What you will do
Please rescale the listing starting at its beginning and ending at the line containing "[822,362,1180,496]", reproducing every line in order. Multiply only the bounding-box coordinates by 0.45, rounding to whole numbers with halves rounded up, leave all other text unchanged, and omit the pictures.

···

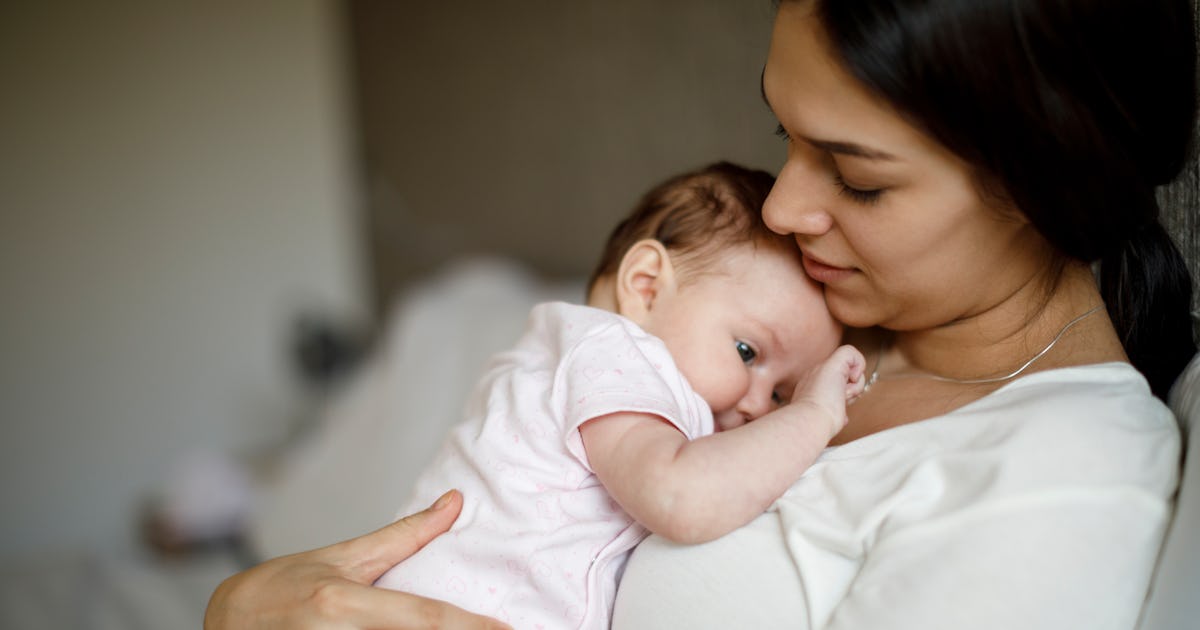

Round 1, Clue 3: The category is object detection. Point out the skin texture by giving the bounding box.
[763,2,1126,443]
[614,240,841,431]
[205,1,1126,630]
[580,240,864,544]
[204,492,509,630]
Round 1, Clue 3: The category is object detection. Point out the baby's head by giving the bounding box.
[588,162,841,431]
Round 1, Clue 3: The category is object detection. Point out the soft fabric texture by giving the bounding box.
[377,302,713,629]
[1139,354,1200,630]
[613,364,1180,630]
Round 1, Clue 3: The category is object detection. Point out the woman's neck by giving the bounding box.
[832,263,1126,444]
[881,263,1124,380]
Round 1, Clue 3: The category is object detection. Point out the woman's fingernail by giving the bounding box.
[430,490,454,510]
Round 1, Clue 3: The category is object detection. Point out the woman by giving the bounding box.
[206,0,1195,629]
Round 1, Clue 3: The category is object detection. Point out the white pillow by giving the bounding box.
[248,259,583,558]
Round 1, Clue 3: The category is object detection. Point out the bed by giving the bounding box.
[0,258,1200,630]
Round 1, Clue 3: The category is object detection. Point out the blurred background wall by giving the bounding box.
[0,0,368,556]
[349,0,784,312]
[0,0,781,557]
[0,0,1200,558]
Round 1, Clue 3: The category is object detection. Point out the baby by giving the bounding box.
[377,163,864,629]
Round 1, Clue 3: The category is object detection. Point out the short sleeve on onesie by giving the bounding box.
[376,302,713,630]
[552,302,713,472]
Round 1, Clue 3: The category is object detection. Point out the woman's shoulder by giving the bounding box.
[912,362,1180,496]
[822,362,1180,496]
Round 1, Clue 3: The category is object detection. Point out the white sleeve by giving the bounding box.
[826,488,1168,630]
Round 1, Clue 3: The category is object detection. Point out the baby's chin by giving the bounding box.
[713,412,745,433]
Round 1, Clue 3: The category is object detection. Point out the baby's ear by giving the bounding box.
[617,239,674,324]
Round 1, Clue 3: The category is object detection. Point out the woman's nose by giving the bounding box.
[762,155,833,236]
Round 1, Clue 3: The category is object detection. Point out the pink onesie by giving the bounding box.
[376,302,713,630]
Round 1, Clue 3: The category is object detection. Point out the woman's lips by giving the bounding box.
[804,254,854,284]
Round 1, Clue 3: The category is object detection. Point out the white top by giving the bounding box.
[376,302,713,629]
[613,364,1180,630]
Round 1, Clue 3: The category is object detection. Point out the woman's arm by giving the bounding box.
[580,346,863,544]
[204,491,508,630]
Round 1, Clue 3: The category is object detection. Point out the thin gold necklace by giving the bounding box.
[863,304,1104,392]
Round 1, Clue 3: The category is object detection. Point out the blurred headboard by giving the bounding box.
[347,0,1200,324]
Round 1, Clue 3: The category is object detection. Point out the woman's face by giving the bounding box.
[762,1,1049,330]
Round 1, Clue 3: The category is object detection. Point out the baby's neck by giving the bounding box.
[587,277,618,313]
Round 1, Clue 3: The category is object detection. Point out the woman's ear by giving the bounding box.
[616,239,676,325]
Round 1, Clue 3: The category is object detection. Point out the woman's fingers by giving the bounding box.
[340,490,462,584]
[330,583,510,630]
[204,491,508,630]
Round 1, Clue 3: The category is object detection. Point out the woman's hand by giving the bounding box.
[204,491,508,630]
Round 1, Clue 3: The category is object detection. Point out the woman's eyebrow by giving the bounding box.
[758,66,896,161]
[804,138,896,161]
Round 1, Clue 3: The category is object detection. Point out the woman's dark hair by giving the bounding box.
[588,162,799,293]
[817,0,1196,397]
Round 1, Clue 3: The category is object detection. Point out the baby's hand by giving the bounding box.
[792,346,866,438]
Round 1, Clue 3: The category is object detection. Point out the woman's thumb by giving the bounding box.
[345,490,462,583]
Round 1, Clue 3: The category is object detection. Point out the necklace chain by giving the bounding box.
[864,304,1104,391]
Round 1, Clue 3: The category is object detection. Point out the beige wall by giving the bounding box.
[350,0,784,304]
[0,0,366,556]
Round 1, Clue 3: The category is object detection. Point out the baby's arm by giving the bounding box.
[580,346,864,544]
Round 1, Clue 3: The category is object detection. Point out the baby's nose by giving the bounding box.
[713,409,750,433]
[737,391,772,422]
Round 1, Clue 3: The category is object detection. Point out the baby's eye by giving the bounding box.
[733,341,758,365]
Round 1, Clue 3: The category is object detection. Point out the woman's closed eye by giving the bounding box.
[733,341,758,365]
[833,172,883,205]
[775,124,883,205]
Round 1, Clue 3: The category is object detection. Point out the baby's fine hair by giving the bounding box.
[588,162,799,293]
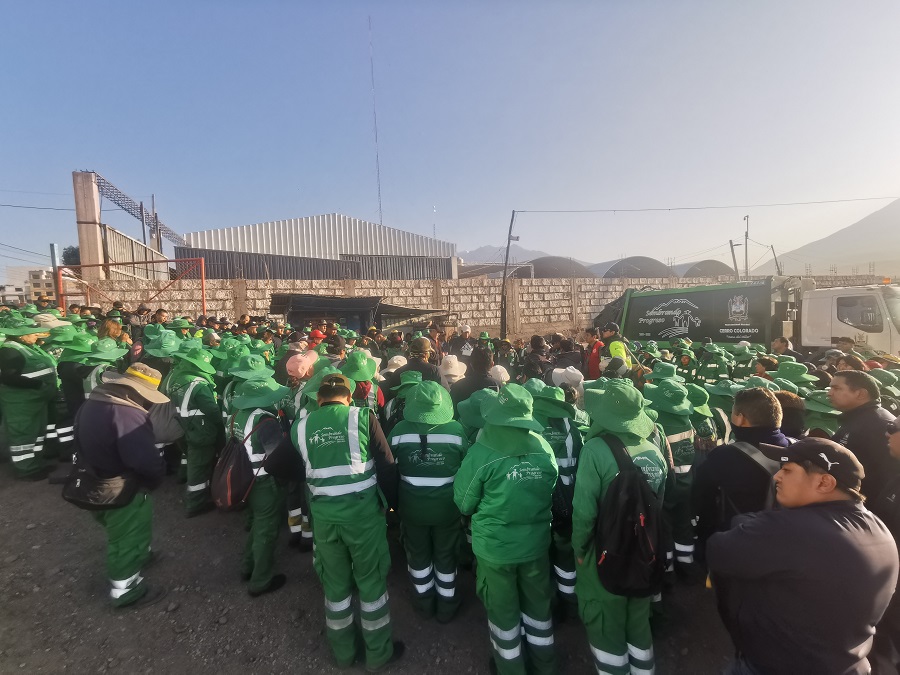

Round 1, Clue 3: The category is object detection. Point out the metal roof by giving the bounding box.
[184,213,456,260]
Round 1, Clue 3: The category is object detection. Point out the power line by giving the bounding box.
[0,204,75,211]
[0,242,50,258]
[516,197,900,213]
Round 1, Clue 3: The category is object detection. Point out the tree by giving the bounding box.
[62,246,81,265]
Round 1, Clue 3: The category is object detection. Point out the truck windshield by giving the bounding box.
[881,286,900,331]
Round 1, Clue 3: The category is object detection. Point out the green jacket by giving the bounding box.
[388,420,469,525]
[453,424,559,565]
[291,405,383,524]
[572,429,668,574]
[656,412,696,473]
[165,368,224,445]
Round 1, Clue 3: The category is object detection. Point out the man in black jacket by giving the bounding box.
[707,438,898,675]
[691,387,790,559]
[828,370,900,499]
[75,363,169,607]
[379,337,441,403]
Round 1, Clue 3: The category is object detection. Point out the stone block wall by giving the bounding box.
[91,276,881,339]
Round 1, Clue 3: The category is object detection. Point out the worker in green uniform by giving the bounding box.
[388,381,469,623]
[164,349,225,518]
[572,380,668,675]
[278,373,405,672]
[453,384,559,675]
[225,380,289,597]
[644,380,698,581]
[0,319,59,480]
[731,345,756,382]
[526,380,584,618]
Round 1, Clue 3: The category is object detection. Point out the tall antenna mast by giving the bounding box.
[369,16,384,225]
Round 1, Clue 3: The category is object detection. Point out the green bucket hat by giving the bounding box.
[228,354,275,380]
[644,361,684,382]
[522,377,547,398]
[62,332,97,356]
[806,391,841,415]
[144,330,184,358]
[772,377,800,394]
[731,345,756,363]
[644,380,691,415]
[703,379,744,398]
[456,389,498,429]
[341,352,376,382]
[482,383,544,433]
[868,368,900,398]
[166,317,194,330]
[44,326,78,347]
[231,377,291,410]
[768,361,819,384]
[584,379,655,438]
[403,380,453,424]
[303,366,346,401]
[390,372,422,398]
[173,348,216,375]
[738,375,781,391]
[641,340,662,359]
[142,318,165,341]
[526,388,575,419]
[684,383,712,417]
[84,338,128,365]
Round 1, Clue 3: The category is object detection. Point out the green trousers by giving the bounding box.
[663,472,694,564]
[184,441,216,513]
[93,492,153,607]
[241,476,284,592]
[475,554,556,675]
[400,514,462,621]
[0,385,47,478]
[550,532,578,616]
[575,551,655,675]
[312,513,394,668]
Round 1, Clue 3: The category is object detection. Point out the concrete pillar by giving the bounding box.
[72,171,106,283]
[231,279,250,320]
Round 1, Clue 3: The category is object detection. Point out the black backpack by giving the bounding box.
[210,417,276,512]
[594,434,665,598]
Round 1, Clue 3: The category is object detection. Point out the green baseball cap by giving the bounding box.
[341,351,376,382]
[482,383,544,433]
[684,383,712,417]
[228,354,275,380]
[644,361,684,382]
[231,377,291,410]
[584,379,655,438]
[456,389,498,429]
[403,380,453,424]
[644,379,691,415]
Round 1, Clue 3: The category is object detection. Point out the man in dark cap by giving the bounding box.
[707,438,898,675]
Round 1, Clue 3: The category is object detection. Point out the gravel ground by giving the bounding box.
[0,466,730,675]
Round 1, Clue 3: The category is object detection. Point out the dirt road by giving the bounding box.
[0,465,730,675]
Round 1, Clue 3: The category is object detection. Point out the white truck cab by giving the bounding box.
[800,284,900,355]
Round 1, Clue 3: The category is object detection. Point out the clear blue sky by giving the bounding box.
[0,0,900,280]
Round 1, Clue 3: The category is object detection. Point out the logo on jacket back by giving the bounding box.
[506,462,544,483]
[309,427,347,447]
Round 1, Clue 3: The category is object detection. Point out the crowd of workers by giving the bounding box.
[0,298,900,674]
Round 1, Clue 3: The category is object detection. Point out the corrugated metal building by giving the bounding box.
[175,246,356,279]
[184,213,456,260]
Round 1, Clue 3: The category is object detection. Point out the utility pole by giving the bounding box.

···

Reply
Round 1, Clue 3: The category is object detection. Point out the skin texture by giving the bounding box.
[343,1,507,199]
[276,108,378,194]
[92,0,507,284]
[261,108,389,245]
[92,221,229,284]
Round 1, Clue 3: The category is object detection. Point out the baby's head by giving the bounding box.
[265,73,378,194]
Round 1, Clue 3: The category is object detection. Point out the soft fabric texture by giving the bounding box.
[170,136,321,283]
[513,159,540,284]
[276,164,531,284]
Round 1, Clue 3: The category is object detection. Point out the woman's neck by giving the bounding box.
[374,118,507,200]
[396,118,506,171]
Round 1, Clue 3: The category is object detection. Point out the woman's fingernail by giving the bounding box.
[194,221,204,230]
Round 1, Clue 3: The category is object detection. Point out the woman by giving the bounding box.
[93,0,538,283]
Round 1, Clue 3: The category is object detection. Point out the white pillow by giving the bounding box.
[112,117,262,251]
Round 1, Clue 3: The category is object detection. Point out the bed by giving the bounding box.
[0,116,540,284]
Round 1, Clue 3: The category is object detection. Point out the blurred background wall by giving the bounding box.
[0,0,166,250]
[157,0,353,140]
[0,0,351,251]
[0,0,540,251]
Round 1, Clue 3: The category is object detection. Point out the baby by giving the bounding box.
[170,73,389,283]
Round 1, Clue 3: The category is object detection. Point out the short sleeve on onesie by giving the bounding box.
[169,136,321,284]
[248,136,321,212]
Round 1, Clue 3: The category is object detection. Point out the woman's shoulder by giving the bounding box.
[410,163,531,223]
[370,163,531,223]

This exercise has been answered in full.